- _Your objective_:
Reproduce the records from the start through the line containing "[20,417,82,465]", swapping "detector" for "model" and changing nothing else. Omit the pictures from your answer.

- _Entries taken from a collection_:

____

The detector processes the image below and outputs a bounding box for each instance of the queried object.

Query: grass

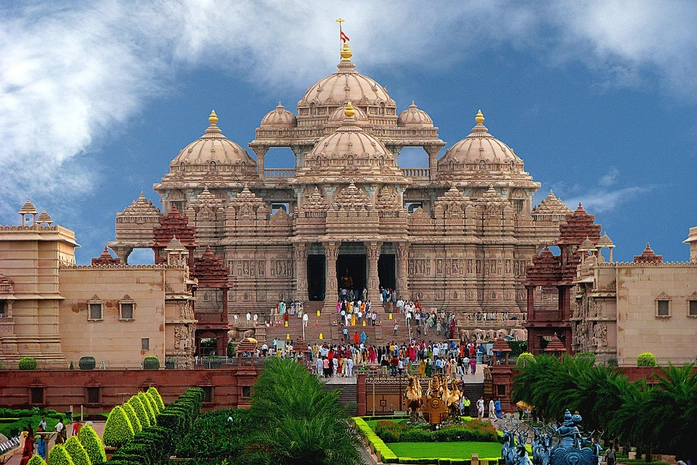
[387,442,501,459]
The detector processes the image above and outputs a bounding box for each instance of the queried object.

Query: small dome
[260,102,298,128]
[170,111,256,172]
[397,101,433,128]
[438,110,523,171]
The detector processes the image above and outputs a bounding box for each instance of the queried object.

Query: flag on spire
[336,18,351,43]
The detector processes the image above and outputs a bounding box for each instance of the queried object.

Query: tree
[246,359,361,465]
[78,425,106,465]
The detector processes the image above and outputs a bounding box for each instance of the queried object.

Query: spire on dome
[472,110,489,134]
[341,42,353,61]
[344,100,356,118]
[206,110,222,134]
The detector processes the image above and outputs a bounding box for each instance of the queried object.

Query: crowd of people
[20,417,82,465]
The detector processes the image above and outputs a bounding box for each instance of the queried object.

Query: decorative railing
[264,168,295,178]
[402,168,431,178]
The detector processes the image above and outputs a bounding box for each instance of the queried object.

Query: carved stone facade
[110,42,570,322]
[571,228,697,366]
[0,202,197,369]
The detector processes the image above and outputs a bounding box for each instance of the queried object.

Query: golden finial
[341,42,353,61]
[344,100,356,118]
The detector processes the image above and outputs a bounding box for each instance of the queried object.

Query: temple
[109,44,570,330]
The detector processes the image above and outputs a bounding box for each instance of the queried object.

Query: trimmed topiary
[123,402,143,434]
[65,436,92,465]
[48,444,75,465]
[78,356,97,370]
[19,357,37,370]
[27,454,46,465]
[102,405,135,448]
[128,396,152,428]
[637,352,656,367]
[138,391,155,426]
[143,355,160,370]
[145,391,160,418]
[78,425,106,465]
[148,386,165,411]
[515,352,535,370]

____

- _Right answer_:
The model processes the image below and outputs a bounding box for each instance of the queried object.

Query: grass

[387,442,501,459]
The model processes the image above and outputs a bounding box for each instance of the queried object.

Query: small dome
[260,102,298,128]
[170,111,256,172]
[397,101,433,128]
[438,110,523,171]
The model processes the image above and outputs a bounding box for each instance of the queried object.

Query: flag on spire
[336,18,351,43]
The model processes the image above and outputs a bounding box for each instance of the queried object.

Query: tree
[246,359,361,465]
[78,425,106,465]
The model processes the image above and outputs a bounding box for each instance of the queried object.

Query: spire on dome
[472,110,489,134]
[341,42,353,61]
[344,100,356,118]
[206,110,222,134]
The model processes the image above and outputs a bounding box for each instance of the queried object.

Query: crowd of people
[20,417,82,465]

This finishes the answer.